▶ [DATA EXTRACTS]:
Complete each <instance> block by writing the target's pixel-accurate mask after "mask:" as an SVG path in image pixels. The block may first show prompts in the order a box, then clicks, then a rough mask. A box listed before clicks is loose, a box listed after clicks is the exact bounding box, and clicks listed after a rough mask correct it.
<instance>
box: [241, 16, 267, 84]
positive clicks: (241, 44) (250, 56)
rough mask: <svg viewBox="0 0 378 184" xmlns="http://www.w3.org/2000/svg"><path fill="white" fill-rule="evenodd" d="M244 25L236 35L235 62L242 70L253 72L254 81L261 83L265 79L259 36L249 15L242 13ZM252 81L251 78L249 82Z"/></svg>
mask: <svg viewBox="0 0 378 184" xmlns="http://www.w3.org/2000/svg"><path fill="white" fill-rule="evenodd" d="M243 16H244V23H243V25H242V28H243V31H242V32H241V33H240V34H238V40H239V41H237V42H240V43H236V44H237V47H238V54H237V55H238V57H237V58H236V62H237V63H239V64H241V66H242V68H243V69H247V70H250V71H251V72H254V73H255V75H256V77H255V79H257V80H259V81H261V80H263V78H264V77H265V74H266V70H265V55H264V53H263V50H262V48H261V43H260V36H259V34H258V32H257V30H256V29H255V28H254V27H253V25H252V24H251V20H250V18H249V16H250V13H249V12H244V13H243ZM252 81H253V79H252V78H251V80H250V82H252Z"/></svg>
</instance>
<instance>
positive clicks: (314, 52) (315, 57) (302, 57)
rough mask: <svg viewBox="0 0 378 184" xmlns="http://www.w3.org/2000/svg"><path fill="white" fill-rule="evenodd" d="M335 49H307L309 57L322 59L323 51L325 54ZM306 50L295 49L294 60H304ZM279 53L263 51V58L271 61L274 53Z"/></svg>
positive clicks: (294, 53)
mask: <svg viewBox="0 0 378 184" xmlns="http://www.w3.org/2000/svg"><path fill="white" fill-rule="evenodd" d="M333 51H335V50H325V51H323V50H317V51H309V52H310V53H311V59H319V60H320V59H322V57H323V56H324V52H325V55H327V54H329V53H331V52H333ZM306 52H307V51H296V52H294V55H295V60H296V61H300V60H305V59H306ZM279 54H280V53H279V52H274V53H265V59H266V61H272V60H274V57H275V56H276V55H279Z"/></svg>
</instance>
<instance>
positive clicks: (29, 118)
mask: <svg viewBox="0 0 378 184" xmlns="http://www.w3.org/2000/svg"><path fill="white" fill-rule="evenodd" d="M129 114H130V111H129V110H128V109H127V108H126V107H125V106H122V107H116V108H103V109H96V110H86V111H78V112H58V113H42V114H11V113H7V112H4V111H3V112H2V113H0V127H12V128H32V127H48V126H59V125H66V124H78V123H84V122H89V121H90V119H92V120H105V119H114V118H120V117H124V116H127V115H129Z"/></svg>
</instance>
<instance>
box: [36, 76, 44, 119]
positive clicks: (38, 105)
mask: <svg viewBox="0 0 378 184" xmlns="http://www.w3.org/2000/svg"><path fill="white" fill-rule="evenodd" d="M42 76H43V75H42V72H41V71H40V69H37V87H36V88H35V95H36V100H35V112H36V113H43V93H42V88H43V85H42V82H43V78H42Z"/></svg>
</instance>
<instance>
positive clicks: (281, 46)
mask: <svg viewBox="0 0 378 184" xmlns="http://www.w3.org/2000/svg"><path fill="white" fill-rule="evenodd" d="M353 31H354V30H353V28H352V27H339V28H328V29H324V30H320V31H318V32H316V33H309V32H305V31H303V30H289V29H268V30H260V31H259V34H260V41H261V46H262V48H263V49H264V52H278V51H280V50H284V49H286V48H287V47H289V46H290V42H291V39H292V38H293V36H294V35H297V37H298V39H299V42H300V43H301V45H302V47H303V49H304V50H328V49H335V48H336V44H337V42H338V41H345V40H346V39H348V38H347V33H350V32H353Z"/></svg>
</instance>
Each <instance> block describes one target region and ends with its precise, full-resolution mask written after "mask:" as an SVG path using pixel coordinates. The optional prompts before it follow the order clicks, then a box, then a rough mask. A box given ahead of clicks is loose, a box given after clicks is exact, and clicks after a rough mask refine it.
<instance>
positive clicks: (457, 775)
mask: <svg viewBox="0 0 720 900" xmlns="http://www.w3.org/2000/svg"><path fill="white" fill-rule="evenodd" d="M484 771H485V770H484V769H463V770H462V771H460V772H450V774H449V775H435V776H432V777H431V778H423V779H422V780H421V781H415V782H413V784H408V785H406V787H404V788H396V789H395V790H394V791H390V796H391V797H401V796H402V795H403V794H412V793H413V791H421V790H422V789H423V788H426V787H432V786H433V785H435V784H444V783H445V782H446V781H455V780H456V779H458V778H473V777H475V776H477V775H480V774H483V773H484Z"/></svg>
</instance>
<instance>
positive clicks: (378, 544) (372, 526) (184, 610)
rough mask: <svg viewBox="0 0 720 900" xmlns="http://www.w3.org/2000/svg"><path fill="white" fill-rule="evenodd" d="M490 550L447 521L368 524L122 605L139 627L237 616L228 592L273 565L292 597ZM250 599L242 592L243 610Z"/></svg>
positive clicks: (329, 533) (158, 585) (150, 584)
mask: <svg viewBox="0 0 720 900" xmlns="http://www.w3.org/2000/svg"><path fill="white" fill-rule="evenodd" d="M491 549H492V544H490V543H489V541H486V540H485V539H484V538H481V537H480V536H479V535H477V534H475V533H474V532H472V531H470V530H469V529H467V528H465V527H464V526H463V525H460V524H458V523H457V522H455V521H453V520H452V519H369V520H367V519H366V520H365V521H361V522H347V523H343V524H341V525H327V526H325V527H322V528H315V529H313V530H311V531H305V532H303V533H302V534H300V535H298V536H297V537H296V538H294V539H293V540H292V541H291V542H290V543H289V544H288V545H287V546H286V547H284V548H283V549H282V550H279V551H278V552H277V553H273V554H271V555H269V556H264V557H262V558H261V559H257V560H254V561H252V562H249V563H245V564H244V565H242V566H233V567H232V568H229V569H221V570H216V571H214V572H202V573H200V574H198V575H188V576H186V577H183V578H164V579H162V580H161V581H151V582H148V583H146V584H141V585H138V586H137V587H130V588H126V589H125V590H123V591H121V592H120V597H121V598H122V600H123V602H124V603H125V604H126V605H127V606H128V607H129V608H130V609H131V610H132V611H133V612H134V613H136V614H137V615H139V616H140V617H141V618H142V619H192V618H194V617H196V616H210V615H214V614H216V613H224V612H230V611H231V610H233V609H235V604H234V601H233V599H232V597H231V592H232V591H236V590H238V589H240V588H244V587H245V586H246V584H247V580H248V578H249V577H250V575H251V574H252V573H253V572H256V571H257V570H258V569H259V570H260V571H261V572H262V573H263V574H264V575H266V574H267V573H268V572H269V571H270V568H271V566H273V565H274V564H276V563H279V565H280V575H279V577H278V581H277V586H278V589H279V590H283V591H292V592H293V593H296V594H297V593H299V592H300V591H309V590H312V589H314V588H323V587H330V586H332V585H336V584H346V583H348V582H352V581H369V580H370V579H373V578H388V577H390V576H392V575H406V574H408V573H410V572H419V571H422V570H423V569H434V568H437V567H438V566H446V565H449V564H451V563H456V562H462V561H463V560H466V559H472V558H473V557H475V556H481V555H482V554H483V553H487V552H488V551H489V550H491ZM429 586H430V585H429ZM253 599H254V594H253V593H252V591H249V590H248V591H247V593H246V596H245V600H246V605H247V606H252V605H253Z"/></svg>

▶ [TASK BRIEF]: Return the full material exactly.

▶ [REPLY TO THE EXERCISE]:
Complete each <instance> block by writing the target's pixel-accurate mask after "mask:" as an SVG path in image pixels. The block may first show prompts in the order a box, then clicks, then a rough mask. A box listed before clicks is loose, a box listed after clicks is the exact bounding box, and clicks listed after a rough mask correct it.
<instance>
box: [241, 16, 267, 84]
positive clicks: (241, 44) (250, 56)
rough mask: <svg viewBox="0 0 378 184" xmlns="http://www.w3.org/2000/svg"><path fill="white" fill-rule="evenodd" d="M244 25L236 35L235 62L242 70L253 72L254 81L261 83L265 79L259 36L249 15L242 13ZM252 81L251 78L249 82Z"/></svg>
mask: <svg viewBox="0 0 378 184" xmlns="http://www.w3.org/2000/svg"><path fill="white" fill-rule="evenodd" d="M243 16H244V23H243V25H242V28H243V31H242V32H241V33H240V34H238V40H239V41H237V42H240V43H236V44H237V47H238V54H237V55H238V57H237V58H236V62H237V63H239V64H241V66H242V68H243V69H247V70H250V71H251V72H254V73H255V75H256V77H255V79H257V80H259V81H261V80H263V78H264V77H265V74H266V70H265V55H264V53H263V50H262V48H261V43H260V36H259V34H258V32H257V30H256V29H255V28H254V27H253V25H252V24H251V20H250V18H249V16H250V13H249V12H244V13H243ZM252 81H253V79H252V78H251V80H250V82H252Z"/></svg>
</instance>
<instance>
positive clicks: (314, 52) (315, 57) (302, 57)
rough mask: <svg viewBox="0 0 378 184" xmlns="http://www.w3.org/2000/svg"><path fill="white" fill-rule="evenodd" d="M335 49H307L309 57L322 59L323 51L325 54ZM306 50L295 49L294 60H304ZM279 53L263 51V58L271 61L274 53Z"/></svg>
positive clicks: (294, 53)
mask: <svg viewBox="0 0 378 184" xmlns="http://www.w3.org/2000/svg"><path fill="white" fill-rule="evenodd" d="M333 51H335V50H325V51H323V50H317V51H309V52H310V53H311V59H319V60H320V59H322V57H323V56H324V52H325V55H327V54H329V53H331V52H333ZM306 52H307V51H296V52H294V55H295V60H296V61H300V60H305V59H306ZM279 54H280V53H279V52H274V53H265V59H266V61H272V60H274V57H275V56H276V55H279Z"/></svg>
</instance>
<instance>
positive clicks: (29, 118)
mask: <svg viewBox="0 0 378 184" xmlns="http://www.w3.org/2000/svg"><path fill="white" fill-rule="evenodd" d="M129 114H130V111H129V110H128V109H127V108H126V107H125V106H122V107H116V108H103V109H96V110H86V111H78V112H58V113H42V114H11V113H7V112H4V111H3V112H2V113H0V127H12V128H32V127H48V126H59V125H66V124H78V123H84V122H89V121H90V119H92V120H105V119H114V118H120V117H124V116H127V115H129Z"/></svg>
</instance>
<instance>
box: [36, 76, 44, 119]
positive clicks: (38, 105)
mask: <svg viewBox="0 0 378 184" xmlns="http://www.w3.org/2000/svg"><path fill="white" fill-rule="evenodd" d="M42 76H43V75H42V72H41V71H40V69H37V87H36V88H35V95H36V100H35V112H36V113H43V93H42V88H43V85H42V82H43V78H42Z"/></svg>
</instance>
<instance>
positive clicks: (281, 46)
mask: <svg viewBox="0 0 378 184" xmlns="http://www.w3.org/2000/svg"><path fill="white" fill-rule="evenodd" d="M353 31H354V30H353V28H352V27H339V28H328V29H324V30H320V31H318V32H316V33H309V32H305V31H303V30H289V29H268V30H260V31H259V34H260V41H261V46H262V48H263V49H264V52H278V51H280V50H284V49H286V48H287V47H289V46H290V42H291V39H292V38H293V36H294V35H297V37H298V39H299V42H300V43H301V45H302V47H303V49H304V50H328V49H335V48H336V44H337V42H338V41H345V40H346V39H348V38H347V33H350V32H353Z"/></svg>
</instance>
Each <instance> block describes one target region and ends with its precise, full-resolution mask written after "mask:" as an SVG path using pixel coordinates. The optional prompts before it follow the order clicks, then a box, then a rough mask. A box given ahead of clicks is loose, a box given after clicks is exact, and clicks after a rough mask refine it.
<instance>
positive clicks: (457, 775)
mask: <svg viewBox="0 0 720 900" xmlns="http://www.w3.org/2000/svg"><path fill="white" fill-rule="evenodd" d="M484 771H485V770H484V769H463V770H462V771H460V772H450V774H449V775H435V776H432V777H431V778H423V779H422V780H421V781H415V782H413V784H408V785H406V787H404V788H396V789H395V790H394V791H390V796H391V797H401V796H402V795H403V794H412V793H413V791H421V790H422V789H423V788H426V787H432V786H433V785H435V784H444V783H445V782H446V781H455V780H456V779H458V778H473V777H475V776H477V775H480V774H483V773H484Z"/></svg>
</instance>
<instance>
positive clicks: (378, 544) (372, 526) (184, 610)
rough mask: <svg viewBox="0 0 720 900" xmlns="http://www.w3.org/2000/svg"><path fill="white" fill-rule="evenodd" d="M490 550L447 521L368 524L122 605L139 627L237 616L228 592L273 565L292 597ZM250 599L242 592L243 610Z"/></svg>
positive clicks: (329, 533) (158, 585) (150, 584)
mask: <svg viewBox="0 0 720 900" xmlns="http://www.w3.org/2000/svg"><path fill="white" fill-rule="evenodd" d="M491 549H492V544H490V543H489V541H486V540H485V539H484V538H481V537H480V536H479V535H477V534H475V533H474V532H472V531H470V530H469V529H467V528H465V527H464V526H463V525H460V524H458V523H457V522H455V521H453V520H452V519H369V520H367V519H366V520H365V521H361V522H347V523H343V524H341V525H327V526H325V527H322V528H315V529H313V530H311V531H305V532H303V533H302V534H300V535H298V536H297V537H296V538H294V539H293V540H292V541H291V542H290V543H289V544H288V545H287V546H286V547H284V548H283V549H282V550H279V551H278V552H277V553H273V554H271V555H269V556H264V557H262V558H261V559H257V560H254V561H252V562H249V563H245V564H244V565H242V566H233V567H232V568H229V569H221V570H216V571H214V572H202V573H200V574H198V575H188V576H186V577H183V578H164V579H162V580H161V581H151V582H148V583H146V584H141V585H138V586H137V587H130V588H126V589H125V590H123V591H121V592H120V597H121V598H122V600H123V602H124V603H125V604H126V605H127V606H128V607H129V608H130V609H131V610H132V611H133V612H134V613H136V614H137V615H139V616H140V617H141V618H142V619H192V618H194V617H196V616H210V615H214V614H216V613H224V612H230V611H231V610H233V609H235V604H234V601H233V599H232V597H231V592H232V591H236V590H238V589H240V588H244V587H245V586H246V584H247V580H248V578H249V577H250V575H251V574H252V573H253V572H256V571H257V570H258V569H259V570H260V571H261V572H262V573H263V574H264V575H266V574H267V573H268V572H269V571H270V568H271V566H273V565H274V564H276V563H279V565H280V575H279V577H278V581H277V586H278V589H279V590H283V591H292V592H293V593H296V594H297V593H299V592H300V591H309V590H312V589H314V588H323V587H330V586H332V585H336V584H346V583H348V582H352V581H369V580H370V579H373V578H388V577H390V576H392V575H406V574H408V573H410V572H419V571H422V570H423V569H434V568H437V567H438V566H446V565H449V564H451V563H456V562H462V561H463V560H466V559H472V558H473V557H475V556H481V555H482V554H483V553H487V552H488V551H489V550H491ZM429 586H430V585H429ZM253 599H254V594H253V593H252V591H249V590H248V591H247V593H246V596H245V600H246V605H247V606H252V605H253Z"/></svg>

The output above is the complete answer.